------ Stored data ------
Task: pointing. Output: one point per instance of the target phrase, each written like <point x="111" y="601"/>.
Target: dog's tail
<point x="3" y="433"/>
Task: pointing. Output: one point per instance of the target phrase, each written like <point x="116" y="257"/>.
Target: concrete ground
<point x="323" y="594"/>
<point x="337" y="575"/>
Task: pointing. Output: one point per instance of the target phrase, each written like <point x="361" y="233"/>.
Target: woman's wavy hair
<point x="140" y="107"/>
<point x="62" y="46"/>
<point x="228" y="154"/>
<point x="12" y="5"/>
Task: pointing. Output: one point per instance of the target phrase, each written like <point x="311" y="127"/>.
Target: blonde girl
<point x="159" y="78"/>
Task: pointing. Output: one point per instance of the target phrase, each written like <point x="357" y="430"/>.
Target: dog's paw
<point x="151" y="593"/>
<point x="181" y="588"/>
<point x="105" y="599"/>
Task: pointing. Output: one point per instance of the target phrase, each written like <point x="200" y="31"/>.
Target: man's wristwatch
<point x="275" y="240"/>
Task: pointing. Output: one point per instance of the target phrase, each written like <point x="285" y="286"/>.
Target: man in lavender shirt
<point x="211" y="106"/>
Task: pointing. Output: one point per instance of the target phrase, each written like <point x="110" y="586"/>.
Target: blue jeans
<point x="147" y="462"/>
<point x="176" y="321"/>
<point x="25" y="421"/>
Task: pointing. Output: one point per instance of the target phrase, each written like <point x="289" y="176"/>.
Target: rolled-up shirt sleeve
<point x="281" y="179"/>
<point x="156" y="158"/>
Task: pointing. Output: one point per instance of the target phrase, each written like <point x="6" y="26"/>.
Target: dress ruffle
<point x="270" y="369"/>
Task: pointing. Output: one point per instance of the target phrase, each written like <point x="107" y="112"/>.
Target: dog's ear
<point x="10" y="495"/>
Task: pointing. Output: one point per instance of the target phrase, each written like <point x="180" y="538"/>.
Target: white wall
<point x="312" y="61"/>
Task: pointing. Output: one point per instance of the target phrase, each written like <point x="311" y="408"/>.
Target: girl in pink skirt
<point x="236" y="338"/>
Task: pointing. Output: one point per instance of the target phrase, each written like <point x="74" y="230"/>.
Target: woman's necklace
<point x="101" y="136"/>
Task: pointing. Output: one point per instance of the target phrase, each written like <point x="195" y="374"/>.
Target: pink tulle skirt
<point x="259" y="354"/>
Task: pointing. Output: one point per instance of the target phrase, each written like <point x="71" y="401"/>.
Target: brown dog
------
**Your objective:** Identify each line in the items above that contains the word "girl", treating uppercase and lowercase as different.

**Output:**
Target: blonde girl
Target: girl in pink skirt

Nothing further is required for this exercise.